▶ [Texte proposé]:
..............................

Prédication d’Isabelle Ott-Bachler et Jules Aubert
Collégiale – 7 septembre 2025
Texte: Luc 6,27
[Isabelle Ott-Baechler] Depuis la préhistoire, dans bien des sociétés humaines, le principe de vengeance était la seule manière de maintenir l’ordre.
La vengeance est plus qu’une colère passagère ; c’est une attitude qui relève d’une conception globale de la vie en société, c’est une manière de considérer son rapport avec autrui. Avec le principe de vendetta est légitimé une violence à l’égard de tel ou tel groupe responsable ou non d’un acte répréhensible. Le vengeur se sent dans son bon droit.
La démocratie grecque est née du refus de la vengeance qui épuisait les villes de l’Attique, empêchait tout progrès et entravait le commerce.

..............................

▶ [Consignes]:
1. D'après la prédication sur la vengeance, de quel refus la démocratie grecque est-elle née ?
2. Recopiez mot pour mot la prédication sur la vengeance, en commençant par « Prédication d’Isabelle Ott-Bachler » et en poursuivant jusqu'à « son bon droit. ».
3. Reprenez la prédication sur la vengeance à partir de sa dernière phrase et rédigez la suite.

..............................

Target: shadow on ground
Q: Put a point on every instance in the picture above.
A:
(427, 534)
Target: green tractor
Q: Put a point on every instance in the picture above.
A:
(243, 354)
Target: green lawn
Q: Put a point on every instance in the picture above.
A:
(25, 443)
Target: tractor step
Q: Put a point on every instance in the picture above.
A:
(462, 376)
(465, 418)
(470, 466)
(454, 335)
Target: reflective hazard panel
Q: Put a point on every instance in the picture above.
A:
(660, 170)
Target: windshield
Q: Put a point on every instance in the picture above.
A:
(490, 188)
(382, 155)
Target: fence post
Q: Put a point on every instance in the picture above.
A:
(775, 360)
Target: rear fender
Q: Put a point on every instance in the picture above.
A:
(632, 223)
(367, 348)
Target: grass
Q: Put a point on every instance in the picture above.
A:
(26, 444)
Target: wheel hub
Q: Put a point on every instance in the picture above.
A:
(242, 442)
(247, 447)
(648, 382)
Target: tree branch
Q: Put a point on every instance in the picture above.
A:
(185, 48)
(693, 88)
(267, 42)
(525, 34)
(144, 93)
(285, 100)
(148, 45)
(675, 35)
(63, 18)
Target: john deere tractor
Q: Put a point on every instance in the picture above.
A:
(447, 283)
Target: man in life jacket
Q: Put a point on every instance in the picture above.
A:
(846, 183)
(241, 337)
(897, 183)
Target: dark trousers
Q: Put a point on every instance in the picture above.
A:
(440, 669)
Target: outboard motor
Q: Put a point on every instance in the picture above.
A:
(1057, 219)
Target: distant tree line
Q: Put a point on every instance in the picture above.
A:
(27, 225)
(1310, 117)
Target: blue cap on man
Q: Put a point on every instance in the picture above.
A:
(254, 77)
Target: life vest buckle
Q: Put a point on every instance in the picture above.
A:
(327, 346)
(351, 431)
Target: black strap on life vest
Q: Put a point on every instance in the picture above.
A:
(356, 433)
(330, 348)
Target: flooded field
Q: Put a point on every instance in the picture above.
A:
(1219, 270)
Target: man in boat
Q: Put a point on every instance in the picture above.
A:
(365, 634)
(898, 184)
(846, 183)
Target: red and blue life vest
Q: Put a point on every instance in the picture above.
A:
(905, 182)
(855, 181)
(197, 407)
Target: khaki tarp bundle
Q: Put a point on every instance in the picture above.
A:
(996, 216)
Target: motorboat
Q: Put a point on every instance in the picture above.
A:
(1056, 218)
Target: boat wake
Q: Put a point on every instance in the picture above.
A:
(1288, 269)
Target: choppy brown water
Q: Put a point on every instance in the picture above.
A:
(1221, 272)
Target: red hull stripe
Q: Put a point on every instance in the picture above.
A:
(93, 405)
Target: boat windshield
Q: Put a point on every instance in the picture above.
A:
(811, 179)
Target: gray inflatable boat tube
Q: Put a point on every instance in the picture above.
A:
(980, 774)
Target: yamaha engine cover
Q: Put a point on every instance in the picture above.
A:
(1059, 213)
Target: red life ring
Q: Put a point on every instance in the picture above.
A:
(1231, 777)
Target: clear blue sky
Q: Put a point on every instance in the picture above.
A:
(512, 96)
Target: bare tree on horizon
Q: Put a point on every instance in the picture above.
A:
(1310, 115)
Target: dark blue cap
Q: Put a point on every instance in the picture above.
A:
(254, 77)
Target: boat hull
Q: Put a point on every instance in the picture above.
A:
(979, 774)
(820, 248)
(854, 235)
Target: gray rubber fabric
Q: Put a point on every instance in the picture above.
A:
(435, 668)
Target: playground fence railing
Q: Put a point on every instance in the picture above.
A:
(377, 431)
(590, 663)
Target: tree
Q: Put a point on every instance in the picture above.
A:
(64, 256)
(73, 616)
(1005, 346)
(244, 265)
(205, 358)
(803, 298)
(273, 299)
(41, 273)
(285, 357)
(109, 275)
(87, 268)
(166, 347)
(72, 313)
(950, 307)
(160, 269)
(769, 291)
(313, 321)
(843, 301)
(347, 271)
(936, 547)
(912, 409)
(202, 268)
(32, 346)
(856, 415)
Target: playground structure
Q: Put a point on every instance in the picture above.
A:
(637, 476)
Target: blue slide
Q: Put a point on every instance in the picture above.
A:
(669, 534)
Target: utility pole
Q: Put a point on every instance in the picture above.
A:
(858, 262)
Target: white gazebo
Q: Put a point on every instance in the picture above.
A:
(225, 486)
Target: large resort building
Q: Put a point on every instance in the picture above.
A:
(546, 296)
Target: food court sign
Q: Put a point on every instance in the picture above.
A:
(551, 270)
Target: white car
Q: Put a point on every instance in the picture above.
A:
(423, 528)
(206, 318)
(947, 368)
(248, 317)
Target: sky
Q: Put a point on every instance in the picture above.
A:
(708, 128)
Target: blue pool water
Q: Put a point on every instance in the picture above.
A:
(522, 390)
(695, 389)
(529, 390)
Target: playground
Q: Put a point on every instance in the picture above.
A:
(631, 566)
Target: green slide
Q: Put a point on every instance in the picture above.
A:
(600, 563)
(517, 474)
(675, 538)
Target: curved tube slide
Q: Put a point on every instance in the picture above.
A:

..............................

▶ [Réponses rédigées]:
1. Elle est née du refus de la vengeance qui épuisait les villes de l'Attique.

2.
Prédication d’Isabelle Ott-Bachler et Jules Aubert
Collégiale – 7 septembre 2025
Texte: Luc 6,27
[Isabelle Ott-Baechler] Depuis la préhistoire, dans bien des sociétés humaines, le principe de vengeance était la seule manière de maintenir l’ordre.
La vengeance est plus qu’une colère passagère ; c’est une attitude qui relève d’une conception globale de la vie en société, c’est une manière de considérer son rapport avec autrui. Avec le principe de vendetta est légitimé une violence à l’égard de tel ou tel groupe responsable ou non d’un acte répréhensible. Le vengeur se sent dans son bon droit.

3.
En invitant ses auditeurs à aimer leurs ennemis, Jésus propose lui aussi de dépasser la logique de la vengeance. Finies les représailles envers les adversaires ; impossible dès lors d’associer le nom de Dieu à la vengeance envers les méchants. Jésus va encore plus loin en demandant de faire du bien à ceux qui nous haïssent. Les premiers chrétiens en « tendant l’autre joue » à ceux qui les persécutaient ont largement contribué à pacifier les mœurs. Ces gestes d’amour, le refus de venger les maux subis, ont convaincu de l’extraordinaire nouveauté de leur étrange foi et suscité une adhésion massive à l’Evangile.
N’imaginons surtout pas qu’à l’époque de Luc les disciples de Jésus avaient pignon sur rue. Une position assurée et dominante dans l’Empire romain est venue bien plus tard. La communauté à laquelle Luc s’adresse constituaient une minorité précaire. Faire du bien à ses ennemis, c’était faire du bien à ceux qui avaient le dessus. Prier, c’était le dernier geste possible de l’insulté. A la place du mécanisme de haine, cette attitude a instauré un cercle vertueux. Cette capacité d’aimer même sans réciprocité a eu des effets dont nous bénéficions encore.
Ni résignation, ni capitulation devant le mal, l’invitation à aimer ses ennemis, à faire du bien à ceux qui nous haïssent s’avère aujourd’hui encore nécessaire, ici, même à Neuchâtel.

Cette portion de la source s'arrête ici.